» **Instructions for the task**
Nothing in the records may be dropped or altered when you repeat them.

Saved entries
──────────

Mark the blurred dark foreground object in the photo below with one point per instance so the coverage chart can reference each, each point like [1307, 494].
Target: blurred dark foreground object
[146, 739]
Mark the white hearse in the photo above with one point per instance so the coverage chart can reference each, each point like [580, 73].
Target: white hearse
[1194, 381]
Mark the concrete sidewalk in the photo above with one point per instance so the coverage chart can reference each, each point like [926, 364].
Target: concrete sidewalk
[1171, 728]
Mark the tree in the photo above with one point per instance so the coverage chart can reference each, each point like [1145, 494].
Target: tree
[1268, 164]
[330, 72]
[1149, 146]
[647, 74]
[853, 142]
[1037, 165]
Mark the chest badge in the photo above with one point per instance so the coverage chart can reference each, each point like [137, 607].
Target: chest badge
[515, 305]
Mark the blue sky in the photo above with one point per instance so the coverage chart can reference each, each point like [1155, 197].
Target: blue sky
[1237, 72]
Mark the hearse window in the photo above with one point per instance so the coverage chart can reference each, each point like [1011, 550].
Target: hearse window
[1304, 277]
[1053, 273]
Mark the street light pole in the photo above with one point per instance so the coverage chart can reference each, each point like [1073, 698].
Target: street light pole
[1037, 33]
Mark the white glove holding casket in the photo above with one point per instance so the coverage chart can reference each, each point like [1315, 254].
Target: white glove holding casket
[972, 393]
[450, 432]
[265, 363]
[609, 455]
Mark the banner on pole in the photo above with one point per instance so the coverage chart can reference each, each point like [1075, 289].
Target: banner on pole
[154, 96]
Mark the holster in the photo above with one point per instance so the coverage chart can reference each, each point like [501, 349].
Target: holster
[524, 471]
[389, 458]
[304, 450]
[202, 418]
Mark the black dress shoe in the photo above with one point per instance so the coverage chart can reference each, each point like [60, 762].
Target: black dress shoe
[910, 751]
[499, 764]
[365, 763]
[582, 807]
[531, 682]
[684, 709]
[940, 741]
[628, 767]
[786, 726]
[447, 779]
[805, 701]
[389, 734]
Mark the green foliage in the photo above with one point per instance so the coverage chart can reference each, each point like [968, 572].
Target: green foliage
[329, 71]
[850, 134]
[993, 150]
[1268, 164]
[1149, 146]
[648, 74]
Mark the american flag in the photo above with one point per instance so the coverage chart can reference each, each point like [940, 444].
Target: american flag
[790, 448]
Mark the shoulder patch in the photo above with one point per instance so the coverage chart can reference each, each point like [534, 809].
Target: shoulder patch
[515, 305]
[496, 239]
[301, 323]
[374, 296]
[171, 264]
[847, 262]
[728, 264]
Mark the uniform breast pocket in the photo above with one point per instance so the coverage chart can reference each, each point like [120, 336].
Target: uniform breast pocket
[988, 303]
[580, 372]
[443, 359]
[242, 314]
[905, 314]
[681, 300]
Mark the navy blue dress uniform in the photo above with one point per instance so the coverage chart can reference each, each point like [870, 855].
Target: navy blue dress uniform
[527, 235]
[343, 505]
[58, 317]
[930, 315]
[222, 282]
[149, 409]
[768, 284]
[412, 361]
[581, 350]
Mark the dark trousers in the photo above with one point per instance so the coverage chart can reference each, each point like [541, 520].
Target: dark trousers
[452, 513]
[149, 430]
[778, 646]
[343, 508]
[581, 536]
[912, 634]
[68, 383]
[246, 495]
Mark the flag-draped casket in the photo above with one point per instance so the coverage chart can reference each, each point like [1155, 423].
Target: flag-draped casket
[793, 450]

──────────

» **Exercise output**
Mark the blurred dark foreground object in the photo below with one point per instance so the coverage chart can reference each, each point like [1307, 494].
Target: blurred dark foreground object
[146, 739]
Mark the white hearse in the photo above with one point per instance so the coverage chart can reference each, each point like [580, 73].
Target: white hearse
[1194, 381]
Mark the concrete sidewalk in the photo above with one point per instance so the coverage chart can reference each, each point like [926, 364].
Target: concrete sidewalk
[1171, 728]
Mark the tree in the photo above with one point per instance so the coverage chart can reference each, each point like [1145, 494].
Target: tree
[1268, 164]
[330, 72]
[1149, 146]
[647, 74]
[853, 142]
[1037, 165]
Mark the chest badge in the photo above with one point per instance so the coverage chart can reference each, each point like [137, 607].
Target: chest badge
[515, 305]
Mark the blue sky in the photo above with one point per instance so the coverage chart can reference each, each point like [1155, 197].
Target: blue sky
[1237, 72]
Mark the hearse window in the photo above with one point per instance so the coverage chart can reference each, each point like [1011, 550].
Target: hearse window
[1304, 277]
[1053, 273]
Mark the street light pole in the photo above with one point per instance so the coverage chart can reference each, each point like [1073, 698].
Target: street light pole
[1037, 33]
Mark the white glove holding casket in the photo above with one point per instance so the coverage chart can reference each, each point like [1315, 254].
Target: white glove holding casket
[972, 393]
[450, 432]
[265, 363]
[609, 455]
Mark the banner on pole in the photo above with one point per instance so the coverage chart can reference each, each point like [1075, 289].
Target: banner on pole
[154, 96]
Mark the holster in the photo above with one point per instance so the coverage chart can reference each, each point like [501, 349].
Target: holster
[524, 471]
[389, 458]
[304, 450]
[202, 418]
Mark the black dress shoe in the photo above with one point per instance so the coverage chart can reference each, each point like [60, 762].
Target: black dress shoe
[910, 751]
[499, 764]
[365, 763]
[582, 807]
[531, 682]
[684, 709]
[940, 741]
[628, 767]
[786, 726]
[447, 779]
[805, 701]
[389, 734]
Mark the green foliage in the photo above with one point per instance so the coverage chart can reference each, each point like [968, 572].
Target: green foliage
[329, 71]
[850, 134]
[993, 150]
[1268, 164]
[1149, 146]
[648, 74]
Mark the american flag in the photo above with one point per instance so the coverage chart can reference each, each point like [940, 444].
Target: american flag
[790, 448]
Mark the shoulder patch in the photo above with one point per instance so the coverage chart can reference each, each point like [534, 809].
Target: shoulder patch
[515, 305]
[496, 239]
[301, 323]
[374, 296]
[171, 264]
[847, 262]
[728, 264]
Mark the uniform breast pocket in the photo above with one point per instance so the coverage chart can reference each, each point like [120, 336].
Target: uniform breast pocket
[988, 303]
[580, 372]
[443, 359]
[242, 314]
[905, 314]
[681, 300]
Mark the navy blue dress uniform in the photo above with one point per instance so the coverage chart can reference each, each point like [870, 855].
Target: navy blue dress uniform
[527, 235]
[343, 505]
[58, 317]
[930, 315]
[222, 282]
[149, 409]
[768, 284]
[412, 361]
[581, 350]
Mark the dark trousers in the photo above with one point per instance so the coverage chart can reference each, each point like [541, 520].
Target: dark trousers
[452, 513]
[149, 430]
[778, 646]
[343, 508]
[581, 536]
[912, 634]
[68, 383]
[246, 495]
Mark the flag-draped casket in the photo above with one point per instance so the coverage chart can reference each, each point like [1155, 423].
Target: flag-draped casket
[793, 450]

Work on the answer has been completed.